### Lo que se pide
Actualiza el pasaje sobre la gracia de Dios: vuelve a escribir todo lo que va desde "Dice san Pablo" hasta "cumplir Su voluntad." y pon "bondad" en lugar de "gracia".

### Pasaje
+++++

Y es que, aunque suene elemental decirlo, no nos creamos a nosotros mismos ni nos mantenemos vivos gracias a que somos muy listos. Es Dios el que nos dio la vida y nos sostiene en la palma de Su mano, y es el único capaz de intervenir en nuestra vida y rescatarnos del lío en que la hemos convertido. 

Y después de este mundo, Él es el que nos da la salvación, el que nos regala la vida eterna. No podemos obtenerla por nosotros mismos. No hay nada que pudiéramos hacer para merecerla.

    Dice san Pablo en la Segunda Lectura que se proclama en Misa este Cuarto Domingo de Cuaresma (ver Ef 2, 4-10): “Ustedes han sido salvados por la gracia, mediante la fe, y esto no se debe a ustedes mismos, sino que es un don de Dios. Tampoco se debe a las obras, para que nadie pueda presumir.”

¿Qué es la gracia? Es una fuerza misteriosa que proviene de Dios y que nos transforma, nos fortalece, nos capacita, nos da lo que necesitamos para vivir y cumplir Su voluntad.


Todos estamos necesitados de la gracia divina, no hay alguien a quien no le haga falta.

+++++

### Registros enumerados
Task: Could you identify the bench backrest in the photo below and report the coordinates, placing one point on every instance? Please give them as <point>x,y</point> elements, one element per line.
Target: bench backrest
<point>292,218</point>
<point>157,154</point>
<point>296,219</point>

+++++

### Respuesta
Dice san Pablo en la Segunda Lectura que se proclama en Misa este Cuarto Domingo de Cuaresma (ver Ef 2, 4-10): “Ustedes han sido salvados por la bondad, mediante la fe, y esto no se debe a ustedes mismos, sino que es un don de Dios. Tampoco se debe a las obras, para que nadie pueda presumir.”

¿Qué es la bondad? Es una fuerza misteriosa que proviene de Dios y que nos transforma, nos fortalece, nos capacita, nos da lo que necesitamos para vivir y cumplir Su voluntad.